WRITTEN TASK A:
Report each line of the records below that contains the word "roof".

TEXT SHOWN:
#####

A lot of people expect a United Nations arbitration court to rule in favor of our country over the territorial dispute in the West Philippine Sea.

Why not? The Philippines filed the petition in 2013 in keeping with the United Nations Convention on the Law of the Sea (UNCLOS) which it ratified along with 165 other nations.

The Philippines challenged China’s claims after losing control of Panatag Shoal off the coast of Zambales, that was seized by China in 2012 after a two-month standoff with our navy.

UNCLOS defines the rights and responsibilities of nations with respect to their use of the world’s oceans, setting up guidelines for the environment, businesses and the management of marine natural resources.

It prescribed the sole rights of a state regarding the exploration and use of marine resources, including energy production from water and wind, in its exclusive economic zone (EEZ) which extends out to 200 nautical miles from the baseline.

Everything is based on legality, unlike the claim of China on territorial waters which is based on historical records and nothing more.

Although China expects the arbitration court to rule in favor of the Philippines in the coming weeks, its officials have no intention of accepting or recognizing it.

#####

Rows from a box labeling dataset:

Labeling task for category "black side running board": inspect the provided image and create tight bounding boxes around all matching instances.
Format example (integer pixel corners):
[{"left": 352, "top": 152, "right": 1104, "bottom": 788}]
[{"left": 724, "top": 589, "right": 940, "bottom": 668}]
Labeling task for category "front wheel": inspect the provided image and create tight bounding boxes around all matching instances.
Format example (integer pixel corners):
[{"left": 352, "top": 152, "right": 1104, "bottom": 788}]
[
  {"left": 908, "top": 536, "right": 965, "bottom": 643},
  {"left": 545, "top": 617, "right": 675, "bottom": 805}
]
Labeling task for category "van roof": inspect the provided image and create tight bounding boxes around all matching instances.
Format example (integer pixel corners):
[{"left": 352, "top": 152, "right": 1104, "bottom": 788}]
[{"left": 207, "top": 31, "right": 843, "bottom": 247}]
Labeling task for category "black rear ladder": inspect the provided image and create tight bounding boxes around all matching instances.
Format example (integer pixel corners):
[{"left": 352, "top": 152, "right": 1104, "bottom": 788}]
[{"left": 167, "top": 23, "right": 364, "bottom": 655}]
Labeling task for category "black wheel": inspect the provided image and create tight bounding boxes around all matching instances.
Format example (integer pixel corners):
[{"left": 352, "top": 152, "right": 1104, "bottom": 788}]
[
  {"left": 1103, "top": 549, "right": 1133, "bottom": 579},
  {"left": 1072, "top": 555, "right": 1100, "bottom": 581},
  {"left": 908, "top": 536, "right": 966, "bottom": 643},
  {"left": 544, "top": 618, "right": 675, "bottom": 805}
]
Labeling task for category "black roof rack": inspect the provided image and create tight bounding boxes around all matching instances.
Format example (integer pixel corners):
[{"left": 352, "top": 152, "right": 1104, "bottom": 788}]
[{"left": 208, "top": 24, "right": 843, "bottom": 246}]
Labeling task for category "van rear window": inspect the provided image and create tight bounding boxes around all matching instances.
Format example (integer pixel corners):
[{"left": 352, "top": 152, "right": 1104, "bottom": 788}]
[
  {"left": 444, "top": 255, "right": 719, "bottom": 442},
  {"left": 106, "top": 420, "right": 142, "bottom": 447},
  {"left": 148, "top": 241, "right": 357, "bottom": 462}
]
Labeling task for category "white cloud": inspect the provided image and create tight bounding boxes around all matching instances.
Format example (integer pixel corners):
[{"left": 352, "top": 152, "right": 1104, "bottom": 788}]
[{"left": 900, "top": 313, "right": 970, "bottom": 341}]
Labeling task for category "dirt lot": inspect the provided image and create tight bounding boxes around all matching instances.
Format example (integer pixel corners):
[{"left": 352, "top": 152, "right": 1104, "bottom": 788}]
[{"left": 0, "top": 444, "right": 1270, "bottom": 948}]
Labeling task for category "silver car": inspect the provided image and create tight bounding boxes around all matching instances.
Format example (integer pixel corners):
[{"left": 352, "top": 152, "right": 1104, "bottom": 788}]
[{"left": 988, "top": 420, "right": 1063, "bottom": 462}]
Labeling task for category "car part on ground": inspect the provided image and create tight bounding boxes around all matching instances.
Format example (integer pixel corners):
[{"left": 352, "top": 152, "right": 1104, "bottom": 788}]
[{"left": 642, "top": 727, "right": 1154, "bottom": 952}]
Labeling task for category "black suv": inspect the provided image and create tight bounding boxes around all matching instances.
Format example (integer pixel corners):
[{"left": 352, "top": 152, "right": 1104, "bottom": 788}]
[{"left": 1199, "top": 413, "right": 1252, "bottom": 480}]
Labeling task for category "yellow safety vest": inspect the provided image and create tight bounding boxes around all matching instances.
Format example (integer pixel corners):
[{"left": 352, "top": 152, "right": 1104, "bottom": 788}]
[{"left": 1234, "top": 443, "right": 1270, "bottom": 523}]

#####

WRITTEN TASK B:
Extend the piece above on the West Philippine Sea arbitration case, starting after its last sentence.

EXPECTED OUTPUT A:
Labeling task for category "van roof": inspect the provided image and create tight bounding boxes around all matching instances.
Labeling task for category "black roof rack": inspect the provided image and create tight bounding boxes around all matching instances.

EXPECTED OUTPUT B:
Granting that the decision favors the Philippines, this brings us to the question: How in the world can the ruling be implemented since the UN court does not have any enforcement capability?

What’s the use of a convention on the law of the sea and being part of its 166-member nations if it has no power to make its decisions effective?

A report by Hong Kong’s South China Morning Post revealed China even has plans to establish an outpost on Panatag Shoal.

Will we remain powerless and remain an audience while they construct another artificial island right under our noses?

Are we meant to be bullied and robbed of our territorial waters by China, just because we lack the military muscle to defend our rights?

Everything would be different if we were a little more rigid in exercising our laws on the sea, the way the late President Ferdinand Marcos was during his time.

They say that China then would not even dream of stealing our property lest they get blasted from where they stood.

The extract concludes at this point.